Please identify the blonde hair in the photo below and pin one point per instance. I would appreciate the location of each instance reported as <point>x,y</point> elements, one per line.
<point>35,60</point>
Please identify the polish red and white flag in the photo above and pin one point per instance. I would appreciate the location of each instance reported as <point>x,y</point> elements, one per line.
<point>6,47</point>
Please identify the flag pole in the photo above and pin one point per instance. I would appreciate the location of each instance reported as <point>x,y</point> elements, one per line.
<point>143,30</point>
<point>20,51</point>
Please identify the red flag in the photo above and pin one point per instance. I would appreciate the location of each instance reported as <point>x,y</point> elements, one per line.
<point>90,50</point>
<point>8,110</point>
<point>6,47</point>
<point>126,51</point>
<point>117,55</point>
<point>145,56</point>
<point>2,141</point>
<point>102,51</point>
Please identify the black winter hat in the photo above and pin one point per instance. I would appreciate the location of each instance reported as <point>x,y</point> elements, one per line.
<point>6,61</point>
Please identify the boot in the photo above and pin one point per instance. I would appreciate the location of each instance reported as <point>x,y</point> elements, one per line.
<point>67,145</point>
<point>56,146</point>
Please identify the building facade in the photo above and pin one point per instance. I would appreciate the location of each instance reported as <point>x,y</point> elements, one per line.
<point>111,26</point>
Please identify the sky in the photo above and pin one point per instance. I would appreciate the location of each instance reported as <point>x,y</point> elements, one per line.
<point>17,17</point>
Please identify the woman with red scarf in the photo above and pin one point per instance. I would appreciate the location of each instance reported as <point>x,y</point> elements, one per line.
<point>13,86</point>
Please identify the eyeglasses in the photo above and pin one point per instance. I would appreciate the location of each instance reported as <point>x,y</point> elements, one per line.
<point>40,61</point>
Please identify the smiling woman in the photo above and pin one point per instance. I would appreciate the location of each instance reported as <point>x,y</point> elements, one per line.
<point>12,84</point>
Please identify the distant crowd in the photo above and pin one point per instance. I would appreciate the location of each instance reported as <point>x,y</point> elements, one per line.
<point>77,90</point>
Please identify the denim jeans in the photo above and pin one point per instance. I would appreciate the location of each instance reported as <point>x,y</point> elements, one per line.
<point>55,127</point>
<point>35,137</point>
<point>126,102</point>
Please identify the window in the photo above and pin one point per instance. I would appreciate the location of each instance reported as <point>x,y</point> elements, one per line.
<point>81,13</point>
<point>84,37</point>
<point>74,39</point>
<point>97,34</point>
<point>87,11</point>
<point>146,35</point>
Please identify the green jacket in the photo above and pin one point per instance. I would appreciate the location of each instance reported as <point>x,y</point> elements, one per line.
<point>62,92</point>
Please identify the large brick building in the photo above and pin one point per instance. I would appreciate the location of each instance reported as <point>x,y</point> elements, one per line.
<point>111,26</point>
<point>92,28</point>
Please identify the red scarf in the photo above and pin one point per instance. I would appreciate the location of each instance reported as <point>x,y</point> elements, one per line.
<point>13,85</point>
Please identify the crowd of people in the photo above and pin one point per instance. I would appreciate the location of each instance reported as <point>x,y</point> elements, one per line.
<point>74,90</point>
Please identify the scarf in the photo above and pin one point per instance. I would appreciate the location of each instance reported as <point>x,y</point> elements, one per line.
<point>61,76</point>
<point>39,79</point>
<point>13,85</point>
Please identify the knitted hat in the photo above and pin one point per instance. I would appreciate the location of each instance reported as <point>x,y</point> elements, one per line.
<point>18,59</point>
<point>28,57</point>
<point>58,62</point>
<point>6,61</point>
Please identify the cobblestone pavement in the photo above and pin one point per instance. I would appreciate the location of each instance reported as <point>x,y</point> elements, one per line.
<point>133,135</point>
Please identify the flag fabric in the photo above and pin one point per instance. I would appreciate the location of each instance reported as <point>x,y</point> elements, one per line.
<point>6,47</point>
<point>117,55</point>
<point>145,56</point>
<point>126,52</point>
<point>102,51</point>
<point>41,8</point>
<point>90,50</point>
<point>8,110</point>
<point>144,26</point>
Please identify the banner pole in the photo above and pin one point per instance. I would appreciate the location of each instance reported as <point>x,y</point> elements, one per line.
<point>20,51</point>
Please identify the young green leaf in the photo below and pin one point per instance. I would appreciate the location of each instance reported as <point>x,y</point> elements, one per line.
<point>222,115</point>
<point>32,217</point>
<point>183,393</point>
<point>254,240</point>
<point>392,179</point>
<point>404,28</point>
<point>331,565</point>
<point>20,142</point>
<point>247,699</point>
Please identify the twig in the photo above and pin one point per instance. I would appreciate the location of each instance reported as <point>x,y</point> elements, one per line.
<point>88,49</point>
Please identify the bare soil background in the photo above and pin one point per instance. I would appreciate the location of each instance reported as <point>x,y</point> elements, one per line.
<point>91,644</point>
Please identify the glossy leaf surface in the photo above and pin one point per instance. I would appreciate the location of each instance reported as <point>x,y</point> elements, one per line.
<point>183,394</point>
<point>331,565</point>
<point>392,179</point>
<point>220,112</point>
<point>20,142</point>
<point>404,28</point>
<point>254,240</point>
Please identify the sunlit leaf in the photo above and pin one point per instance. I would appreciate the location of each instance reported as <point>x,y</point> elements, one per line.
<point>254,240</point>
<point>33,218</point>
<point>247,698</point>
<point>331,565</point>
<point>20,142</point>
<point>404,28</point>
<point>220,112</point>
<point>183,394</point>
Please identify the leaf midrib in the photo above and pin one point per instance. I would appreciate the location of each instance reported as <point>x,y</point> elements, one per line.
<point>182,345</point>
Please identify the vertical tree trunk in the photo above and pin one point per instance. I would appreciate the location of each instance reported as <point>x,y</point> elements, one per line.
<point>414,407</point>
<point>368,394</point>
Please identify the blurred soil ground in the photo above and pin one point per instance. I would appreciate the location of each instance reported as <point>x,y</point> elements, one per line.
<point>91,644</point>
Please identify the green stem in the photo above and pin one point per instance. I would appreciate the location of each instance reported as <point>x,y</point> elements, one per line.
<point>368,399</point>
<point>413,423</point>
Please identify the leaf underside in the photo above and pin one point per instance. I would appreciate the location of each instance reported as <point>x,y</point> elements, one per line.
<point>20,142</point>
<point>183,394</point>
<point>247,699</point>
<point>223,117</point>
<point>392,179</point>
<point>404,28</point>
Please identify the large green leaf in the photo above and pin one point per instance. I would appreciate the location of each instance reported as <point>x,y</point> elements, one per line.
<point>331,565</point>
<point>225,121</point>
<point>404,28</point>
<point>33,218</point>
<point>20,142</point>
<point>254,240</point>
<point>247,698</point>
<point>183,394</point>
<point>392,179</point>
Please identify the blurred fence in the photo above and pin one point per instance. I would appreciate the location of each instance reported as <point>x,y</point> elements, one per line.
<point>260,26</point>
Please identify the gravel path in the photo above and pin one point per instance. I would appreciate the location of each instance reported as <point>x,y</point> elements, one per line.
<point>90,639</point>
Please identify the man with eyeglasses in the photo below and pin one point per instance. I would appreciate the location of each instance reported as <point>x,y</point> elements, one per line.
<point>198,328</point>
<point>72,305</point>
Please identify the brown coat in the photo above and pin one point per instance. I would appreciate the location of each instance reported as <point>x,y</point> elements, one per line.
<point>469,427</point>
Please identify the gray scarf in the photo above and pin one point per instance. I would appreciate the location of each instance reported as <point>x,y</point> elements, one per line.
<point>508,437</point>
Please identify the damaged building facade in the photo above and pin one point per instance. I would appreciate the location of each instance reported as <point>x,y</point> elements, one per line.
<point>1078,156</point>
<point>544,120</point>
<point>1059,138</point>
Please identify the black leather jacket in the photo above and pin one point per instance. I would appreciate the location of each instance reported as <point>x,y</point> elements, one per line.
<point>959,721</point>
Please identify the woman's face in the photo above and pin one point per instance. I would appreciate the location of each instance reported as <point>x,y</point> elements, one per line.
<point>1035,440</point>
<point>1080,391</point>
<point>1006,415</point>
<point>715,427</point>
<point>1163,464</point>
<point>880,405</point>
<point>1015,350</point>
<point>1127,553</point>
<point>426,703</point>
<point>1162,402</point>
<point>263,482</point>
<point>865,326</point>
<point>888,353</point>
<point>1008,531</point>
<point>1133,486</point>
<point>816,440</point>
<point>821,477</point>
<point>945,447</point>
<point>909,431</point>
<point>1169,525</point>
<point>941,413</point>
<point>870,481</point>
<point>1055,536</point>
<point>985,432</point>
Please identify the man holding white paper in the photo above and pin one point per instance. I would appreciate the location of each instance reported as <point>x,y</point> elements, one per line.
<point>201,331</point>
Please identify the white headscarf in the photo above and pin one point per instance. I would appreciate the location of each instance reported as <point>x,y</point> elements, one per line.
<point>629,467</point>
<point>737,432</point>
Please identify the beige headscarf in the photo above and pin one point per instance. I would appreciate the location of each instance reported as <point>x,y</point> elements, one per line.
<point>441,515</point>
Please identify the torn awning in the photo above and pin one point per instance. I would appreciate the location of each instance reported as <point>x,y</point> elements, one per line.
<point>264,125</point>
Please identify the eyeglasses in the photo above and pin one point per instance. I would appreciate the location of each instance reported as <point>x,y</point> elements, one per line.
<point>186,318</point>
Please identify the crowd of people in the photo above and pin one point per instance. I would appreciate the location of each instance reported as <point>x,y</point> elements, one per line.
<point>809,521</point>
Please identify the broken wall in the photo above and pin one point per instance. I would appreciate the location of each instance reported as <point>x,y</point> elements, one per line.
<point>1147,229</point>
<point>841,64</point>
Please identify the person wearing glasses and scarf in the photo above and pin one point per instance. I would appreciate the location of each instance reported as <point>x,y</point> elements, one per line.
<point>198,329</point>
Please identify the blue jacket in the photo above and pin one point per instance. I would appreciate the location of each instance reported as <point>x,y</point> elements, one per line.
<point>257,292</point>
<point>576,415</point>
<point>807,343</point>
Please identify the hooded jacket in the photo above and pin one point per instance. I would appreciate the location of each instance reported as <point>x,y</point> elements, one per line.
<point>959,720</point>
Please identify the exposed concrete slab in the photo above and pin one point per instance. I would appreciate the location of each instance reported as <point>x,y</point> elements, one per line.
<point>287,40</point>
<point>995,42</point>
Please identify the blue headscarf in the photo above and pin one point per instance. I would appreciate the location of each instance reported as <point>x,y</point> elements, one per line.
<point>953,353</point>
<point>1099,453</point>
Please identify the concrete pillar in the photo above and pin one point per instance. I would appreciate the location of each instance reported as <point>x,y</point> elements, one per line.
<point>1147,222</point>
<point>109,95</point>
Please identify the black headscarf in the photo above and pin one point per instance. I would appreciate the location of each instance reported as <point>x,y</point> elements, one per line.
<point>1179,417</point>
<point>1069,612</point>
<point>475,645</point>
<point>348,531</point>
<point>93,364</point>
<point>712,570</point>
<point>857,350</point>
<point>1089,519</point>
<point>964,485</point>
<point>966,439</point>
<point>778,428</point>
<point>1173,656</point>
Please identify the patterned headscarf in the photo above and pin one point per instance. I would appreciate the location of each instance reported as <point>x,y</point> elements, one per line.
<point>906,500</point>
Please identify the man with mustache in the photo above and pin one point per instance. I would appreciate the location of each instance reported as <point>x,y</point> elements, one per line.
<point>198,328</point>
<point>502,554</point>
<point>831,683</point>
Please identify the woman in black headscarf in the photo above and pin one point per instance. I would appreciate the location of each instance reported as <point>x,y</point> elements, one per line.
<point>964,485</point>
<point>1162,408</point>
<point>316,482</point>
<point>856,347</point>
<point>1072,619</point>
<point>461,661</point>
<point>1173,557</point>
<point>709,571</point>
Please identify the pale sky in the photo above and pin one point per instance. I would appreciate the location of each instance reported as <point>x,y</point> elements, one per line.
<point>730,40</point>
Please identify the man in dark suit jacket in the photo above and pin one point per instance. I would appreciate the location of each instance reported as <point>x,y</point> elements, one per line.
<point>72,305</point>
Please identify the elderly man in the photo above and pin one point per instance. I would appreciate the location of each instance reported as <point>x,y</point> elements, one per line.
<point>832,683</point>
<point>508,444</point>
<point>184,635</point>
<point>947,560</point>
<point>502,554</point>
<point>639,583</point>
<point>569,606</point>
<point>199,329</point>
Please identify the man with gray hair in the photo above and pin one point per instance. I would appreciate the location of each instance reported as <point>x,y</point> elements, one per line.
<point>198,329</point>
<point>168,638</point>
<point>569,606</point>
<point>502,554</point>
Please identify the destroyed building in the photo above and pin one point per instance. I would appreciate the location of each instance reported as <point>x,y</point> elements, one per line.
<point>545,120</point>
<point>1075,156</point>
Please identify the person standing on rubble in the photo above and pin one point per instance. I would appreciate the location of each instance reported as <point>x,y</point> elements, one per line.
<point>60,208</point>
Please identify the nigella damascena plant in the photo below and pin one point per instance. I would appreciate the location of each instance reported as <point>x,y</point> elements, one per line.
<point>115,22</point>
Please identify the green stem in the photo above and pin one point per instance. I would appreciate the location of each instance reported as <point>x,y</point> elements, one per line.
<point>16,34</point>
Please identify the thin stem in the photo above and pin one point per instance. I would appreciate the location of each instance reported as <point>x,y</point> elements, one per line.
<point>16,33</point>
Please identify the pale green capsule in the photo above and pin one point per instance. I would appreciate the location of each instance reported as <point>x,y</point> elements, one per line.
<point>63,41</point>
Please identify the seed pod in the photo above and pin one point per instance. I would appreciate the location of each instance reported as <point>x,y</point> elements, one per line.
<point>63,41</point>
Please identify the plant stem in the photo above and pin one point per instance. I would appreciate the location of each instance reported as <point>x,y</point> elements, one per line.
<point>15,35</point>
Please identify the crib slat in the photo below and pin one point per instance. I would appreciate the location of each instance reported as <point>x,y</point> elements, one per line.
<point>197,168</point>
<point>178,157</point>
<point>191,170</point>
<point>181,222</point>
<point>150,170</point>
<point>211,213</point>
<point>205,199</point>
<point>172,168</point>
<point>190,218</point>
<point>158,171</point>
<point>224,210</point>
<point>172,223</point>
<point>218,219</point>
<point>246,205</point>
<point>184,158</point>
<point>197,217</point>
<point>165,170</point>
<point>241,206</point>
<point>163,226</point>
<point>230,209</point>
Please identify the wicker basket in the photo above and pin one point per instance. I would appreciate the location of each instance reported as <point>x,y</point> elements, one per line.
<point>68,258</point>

★ ★ ★ ★ ★

WHAT THE EXERCISE ASKS: Could you change "pin" to "mark" in everything from the row containing "Please identify the distant" down to the row containing "<point>74,90</point>", leave the rest untouched, and return only those rows?

TASK RESPONSE:
Please identify the distant crowd in the photo above and mark one point per instance. I would appreciate the location of each instance reported as <point>x,y</point> elements, one per line.
<point>77,90</point>
Please identify the denim jeans in the photo above and mark one point per instance. I would appreciate the location of each instance reported as <point>x,y</point> elements, one per line.
<point>55,127</point>
<point>35,137</point>
<point>126,102</point>
Please identify the window in the photo above and mark one point per instance. I would appreciate the location of each instance reported as <point>x,y</point> elements, one per line.
<point>81,13</point>
<point>84,37</point>
<point>74,39</point>
<point>97,34</point>
<point>87,11</point>
<point>146,35</point>
Please identify the green jacket in the photo above and mark one point per instance. I would appreciate the location of each instance reported as <point>x,y</point> elements, one per line.
<point>62,92</point>
Please identify the large brick building in the photo above and mark one point per instance. I would appreciate the location of each instance reported as <point>x,y</point> elements, one per line.
<point>111,26</point>
<point>92,28</point>
Please identify the red scarf in the photo above and mark one point per instance. I would appreciate the location of each instance reported as <point>x,y</point> elements, one per line.
<point>13,85</point>
Please identify the crowd of people in the photo above and mark one point per instance. I would appreciate the location of each instance reported as <point>x,y</point> elements, one per line.
<point>74,90</point>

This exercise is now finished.